Top of Passage shown

Now many say that has changed, especially after committee members found themselves in the middle of a bruising political battle over President Bush’s domestic spying program.

Tensions on the committee have escalated so sharply that the Senate’s top Republican and Democrat traded accusatory letters in recent days, saying the toxic atmosphere threatened the committee’s ability to function. Congressional experts and former members of the committee said they couldn’t remember a time when the level of animosity on the panel was so extreme.

“I was on the committee for 10 years and I never experienced a situation similar to what appears to be going on now,” said retired Sen. Bob Graham, a Florida Democrat, who was chairman of the panel during its investigation of intelligence failures surrounding the Sept. 11 attacks. “The extent of partisanship,” he said, “is of a different order than I ever saw.”

Bottom of Passage shown
Top of Dataset

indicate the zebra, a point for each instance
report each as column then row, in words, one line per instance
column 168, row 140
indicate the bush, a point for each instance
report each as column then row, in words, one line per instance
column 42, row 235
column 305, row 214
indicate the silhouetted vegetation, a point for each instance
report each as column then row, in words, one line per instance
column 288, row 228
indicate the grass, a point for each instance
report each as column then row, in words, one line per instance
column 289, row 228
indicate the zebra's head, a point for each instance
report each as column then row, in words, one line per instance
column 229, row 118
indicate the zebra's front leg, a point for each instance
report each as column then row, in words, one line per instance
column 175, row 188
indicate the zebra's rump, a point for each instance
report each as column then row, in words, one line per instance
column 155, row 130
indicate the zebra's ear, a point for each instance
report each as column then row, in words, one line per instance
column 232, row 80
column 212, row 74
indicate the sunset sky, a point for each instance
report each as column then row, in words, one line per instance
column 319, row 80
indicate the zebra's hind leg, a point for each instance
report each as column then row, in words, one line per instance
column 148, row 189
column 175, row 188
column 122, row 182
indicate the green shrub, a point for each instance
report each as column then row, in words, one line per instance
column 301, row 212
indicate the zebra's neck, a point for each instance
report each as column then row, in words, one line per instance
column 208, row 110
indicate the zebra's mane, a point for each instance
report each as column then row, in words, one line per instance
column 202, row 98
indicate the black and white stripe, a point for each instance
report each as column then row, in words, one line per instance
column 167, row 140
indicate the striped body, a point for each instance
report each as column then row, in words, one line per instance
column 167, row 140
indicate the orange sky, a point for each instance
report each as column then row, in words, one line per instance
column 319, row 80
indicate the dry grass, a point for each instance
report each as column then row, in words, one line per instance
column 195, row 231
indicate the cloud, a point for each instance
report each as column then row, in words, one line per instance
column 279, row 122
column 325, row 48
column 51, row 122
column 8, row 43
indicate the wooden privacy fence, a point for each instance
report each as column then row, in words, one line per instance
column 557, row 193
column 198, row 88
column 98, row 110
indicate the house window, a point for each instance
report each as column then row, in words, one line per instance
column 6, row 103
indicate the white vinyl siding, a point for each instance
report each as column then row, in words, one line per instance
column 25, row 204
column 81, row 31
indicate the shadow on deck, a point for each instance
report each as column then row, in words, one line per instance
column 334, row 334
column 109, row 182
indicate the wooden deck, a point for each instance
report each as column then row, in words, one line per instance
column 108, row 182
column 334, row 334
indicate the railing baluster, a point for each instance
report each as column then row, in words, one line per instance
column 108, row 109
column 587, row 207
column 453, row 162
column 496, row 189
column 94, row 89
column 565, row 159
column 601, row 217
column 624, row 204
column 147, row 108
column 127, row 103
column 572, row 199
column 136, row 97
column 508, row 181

Bottom of Dataset

■ Brief 1
From the passage on committee tensions, list every fact it states about Bob Graham.
■ Brief 2
According to the passage on committee tensions, what did the Senate's top Republican and Democrat exchange in recent days?
■ Brief 3
Carry on the passage on committee tensions from its final sentence, in the same reporting style.

■ Your response 1
- He is a retired senator.
- He is a Florida Democrat.
- He was on the committee for 10 years.
- He was chairman of the panel during its investigation of intelligence failures surrounding the Sept. 11 attacks.

■ Your response 2
Accusatory letters.

■ Your response 3
The strain erupted publicly this week after a showdown over whether the panel should investigate the espionage program authorized by Bush to monitor phone calls, e-mails and other communications of American residents without prior permission from a court.

But the friction has been growing for some time. Democrats and Republicans on the committee have clashed repeatedly in recent years over how the panel should respond to criticism of U.S. detention and interrogation tactics overseas, the leak of the identity of former CIA operative Valerie Plame, and the question of how the CIA and other agencies could have been so wrong about Iraq’s weapons programs.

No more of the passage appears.